#### [EXTRAIT DE PAGE]
--------------------

Elle décide d'explorer la possibilité de fabriquer des cents en aluminium. L'approche envisagée est un alliage de 96 % d'aluminium et de métaux traces. L'aluminium est perçu comme une alternative plus économique, plus durable et plus résistante au ternissement. De plus, il est censé user moins les matrices de frappe, réduisant ainsi davantage les coûts de fabrication[1]. Le processus de production de pièces expérimentales est formel et régi par les réglementations de la Monnaie, exigeant l'approbation écrite du directeur pour toute frappe expérimentale autorisée[2].
Production et caractéristiques
[modifier | modifier le code]Le cent Lincoln en aluminium est composé d'un alliage de 96 % d'aluminium[1]. Il pèse 0,93 gramme, a un diamètre de 19 mm et une épaisseur de 1,3 mm. Le bord de la pièce est lisse[3],[4].
L'avers représente le portrait de profil droit d'Abraham Lincoln, le 16e président des États-Unis. Il est accompagné du lettrage « LIBERTY » et de la devise « IN GOD WE TRUST ». Le millésime « 1974 » et les initiales « VDB »[note 1] sont situées sous le buste de Lincoln[3],[4].
Le revers présente le mémorial Lincoln, entouré de la valeur faciale en toutes lettres « ONE CENT », du nom du pays « UNITED STATES OF AMERICA » et de la devise « E • PLURIBUS • UNUM ». Les initiales « FG » du graveur en chef de la Monnaie Frank Gasparro apparaissent sur le côté inférieur droit du mémorial[3],[4].

--------------------

#### [Données sur l'emplacement d'objets]

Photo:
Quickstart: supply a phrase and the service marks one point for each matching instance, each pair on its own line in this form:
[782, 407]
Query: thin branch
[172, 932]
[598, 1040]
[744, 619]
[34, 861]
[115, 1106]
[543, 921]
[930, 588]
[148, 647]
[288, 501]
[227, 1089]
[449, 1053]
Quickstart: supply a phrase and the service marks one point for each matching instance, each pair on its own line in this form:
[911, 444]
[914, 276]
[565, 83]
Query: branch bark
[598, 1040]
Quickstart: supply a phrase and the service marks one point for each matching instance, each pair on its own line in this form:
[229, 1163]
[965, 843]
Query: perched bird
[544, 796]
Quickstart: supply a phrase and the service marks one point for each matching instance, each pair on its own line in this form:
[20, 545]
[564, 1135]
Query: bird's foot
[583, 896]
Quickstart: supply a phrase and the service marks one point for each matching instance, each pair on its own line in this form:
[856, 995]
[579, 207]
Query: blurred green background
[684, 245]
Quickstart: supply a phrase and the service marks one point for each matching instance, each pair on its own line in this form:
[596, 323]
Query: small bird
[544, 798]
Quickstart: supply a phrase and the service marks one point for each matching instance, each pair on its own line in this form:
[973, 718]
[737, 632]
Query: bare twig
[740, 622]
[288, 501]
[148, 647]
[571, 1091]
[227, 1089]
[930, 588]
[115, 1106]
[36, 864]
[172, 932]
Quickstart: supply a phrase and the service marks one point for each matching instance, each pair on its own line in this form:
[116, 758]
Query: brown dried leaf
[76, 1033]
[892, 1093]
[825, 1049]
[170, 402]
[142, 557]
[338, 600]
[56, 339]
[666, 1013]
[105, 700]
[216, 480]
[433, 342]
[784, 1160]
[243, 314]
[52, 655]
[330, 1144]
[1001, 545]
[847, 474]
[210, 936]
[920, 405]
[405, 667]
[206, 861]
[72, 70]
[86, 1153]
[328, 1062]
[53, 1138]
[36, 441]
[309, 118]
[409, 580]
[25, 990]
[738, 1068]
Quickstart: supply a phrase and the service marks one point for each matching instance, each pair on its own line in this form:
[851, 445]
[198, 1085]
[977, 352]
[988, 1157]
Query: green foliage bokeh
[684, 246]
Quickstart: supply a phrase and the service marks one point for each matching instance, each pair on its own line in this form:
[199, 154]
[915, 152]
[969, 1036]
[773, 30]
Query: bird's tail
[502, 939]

--------------------

#### [CONSIGNES]
1) D'après l'extrait sur le cent Lincoln en aluminium, quelles inscriptions figurent sur l'avers de la pièce ? Citez-les toutes.
2) Recopiez le passage de l'extrait sur le cent Lincoln en aluminium qui va de « Production et caractéristiques » à « droit du mémorial[3],[4]. ».

#### [CORRIGÉ PAR TÂCHE]
1) « LIBERTY », « IN GOD WE TRUST », « 1974 », « VDB »

2)
Production et caractéristiques
[modifier | modifier le code]Le cent Lincoln en aluminium est composé d'un alliage de 96 % d'aluminium[1]. Il pèse 0,93 gramme, a un diamètre de 19 mm et une épaisseur de 1,3 mm. Le bord de la pièce est lisse[3],[4].
L'avers représente le portrait de profil droit d'Abraham Lincoln, le 16e président des États-Unis. Il est accompagné du lettrage « LIBERTY » et de la devise « IN GOD WE TRUST ». Le millésime « 1974 » et les initiales « VDB »[note 1] sont situées sous le buste de Lincoln[3],[4].
Le revers présente le mémorial Lincoln, entouré de la valeur faciale en toutes lettres « ONE CENT », du nom du pays « UNITED STATES OF AMERICA » et de la devise « E • PLURIBUS • UNUM ». Les initiales « FG » du graveur en chef de la Monnaie Frank Gasparro apparaissent sur le côté inférieur droit du mémorial[3],[4].